▶ _OBJECTIF VISÉ_
Reprenez le récit de l'audience au conseil de guerre, placé ci-dessous avant les entrées, et poursuivez-le après sa dernière phrase.

Dans la grande salle du conseil de guerre, rue de la Voûte, les dix fenêtres, dont on a pourtant ouvert les rideaux de velours rouge, laissent pénétrer avec parcimonie un jour discret et l'hémicycle où s'alignent les tables aux tapis, verts, autour desquelles vont prendre place les juges, est plongé dans une pénombre qu'éclaire les fugitives lueurs d'un feu de bois pétillant dans la cheminée, derrière le fauteuil du président et sous le buste de la République.

 

Il y a une panne d'électricité.

Seul le président bénéficiera de la pâle clarté d'une lampe à pétrole que l'on vient d'apporter.

 

À l'entrée, les gendarmes saisissent les appareils photographiques, le président en a formellement interdit l'usage pendant l'audience.

▶ _INFORMATIONS AFFICHÉES_
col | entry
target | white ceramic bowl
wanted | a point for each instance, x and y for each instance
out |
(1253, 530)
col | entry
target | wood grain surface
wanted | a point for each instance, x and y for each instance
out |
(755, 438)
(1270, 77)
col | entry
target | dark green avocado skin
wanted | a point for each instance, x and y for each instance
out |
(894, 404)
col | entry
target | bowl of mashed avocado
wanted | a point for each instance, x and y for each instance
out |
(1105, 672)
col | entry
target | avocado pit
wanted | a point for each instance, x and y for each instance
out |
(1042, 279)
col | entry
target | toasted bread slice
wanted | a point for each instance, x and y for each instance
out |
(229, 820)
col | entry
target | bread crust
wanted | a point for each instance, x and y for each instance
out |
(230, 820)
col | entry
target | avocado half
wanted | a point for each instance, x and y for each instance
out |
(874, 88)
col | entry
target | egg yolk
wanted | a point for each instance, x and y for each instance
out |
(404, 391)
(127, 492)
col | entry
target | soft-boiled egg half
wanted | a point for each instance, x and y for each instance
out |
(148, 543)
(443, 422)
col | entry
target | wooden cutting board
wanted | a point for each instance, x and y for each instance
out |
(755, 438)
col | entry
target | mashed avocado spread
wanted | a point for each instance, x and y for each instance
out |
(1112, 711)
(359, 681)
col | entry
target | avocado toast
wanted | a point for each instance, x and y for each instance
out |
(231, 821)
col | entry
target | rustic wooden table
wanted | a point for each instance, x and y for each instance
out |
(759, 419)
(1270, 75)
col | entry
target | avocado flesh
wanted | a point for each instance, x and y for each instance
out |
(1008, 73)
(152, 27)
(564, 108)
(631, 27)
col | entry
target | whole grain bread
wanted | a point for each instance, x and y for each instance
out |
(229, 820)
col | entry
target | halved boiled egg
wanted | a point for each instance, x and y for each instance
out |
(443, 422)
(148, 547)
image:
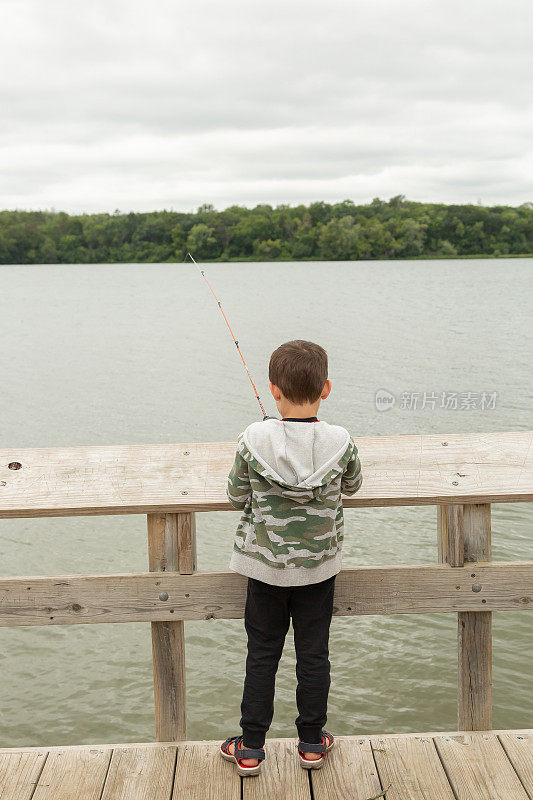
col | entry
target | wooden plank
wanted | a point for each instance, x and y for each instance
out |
(202, 774)
(281, 776)
(418, 589)
(411, 768)
(349, 772)
(215, 743)
(168, 638)
(73, 774)
(450, 529)
(186, 524)
(166, 478)
(19, 772)
(519, 750)
(474, 634)
(140, 773)
(478, 768)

▶ _RÉPONSE ATTENDUE_
 

Au dehors, il pleut...

L'eau gicle sur les vitres.

Le public, qui garnit la salle, est plus nombreux que de coutume.

Il est composé d'amis de l'inculpé, profitant des loisirs de la semaine de 40 heures, des élèves-commissaires et de quelques curieux venus pour apercevoir « la femme en homme ».

Une seule femme a pris place dans le public.

 

Un second-maitre fait aligner, au fond de la salle, la garde en armes, baïonnettes au canon.

 

Une sonnerie :

Tout le monde se lève.

À mi-voix, le second-maître a commandé :

« Présentez armes ! »

Le tribunal fait son entrée :

Le capitaine de vaisseau Le Moniès de Sagazan, commandant le front de mer, président ;

MM. Hamery, juge au tribunal civil, et Demangeot, juge suppléant ;

les lieutenants de vaisseau Martin et Duval ;

le commissaire de 1ère classe Laurin ;

l'ingénieur de 1ère classe Launay.

 

M. Huau, commissaire en chef de 1ère classe, occupe le siège de commissaire du gouvernement ;

M. Gouriou, celui de greffier.

 

Me Kernéis, défenseur des deux accusés, est au banc des avocats.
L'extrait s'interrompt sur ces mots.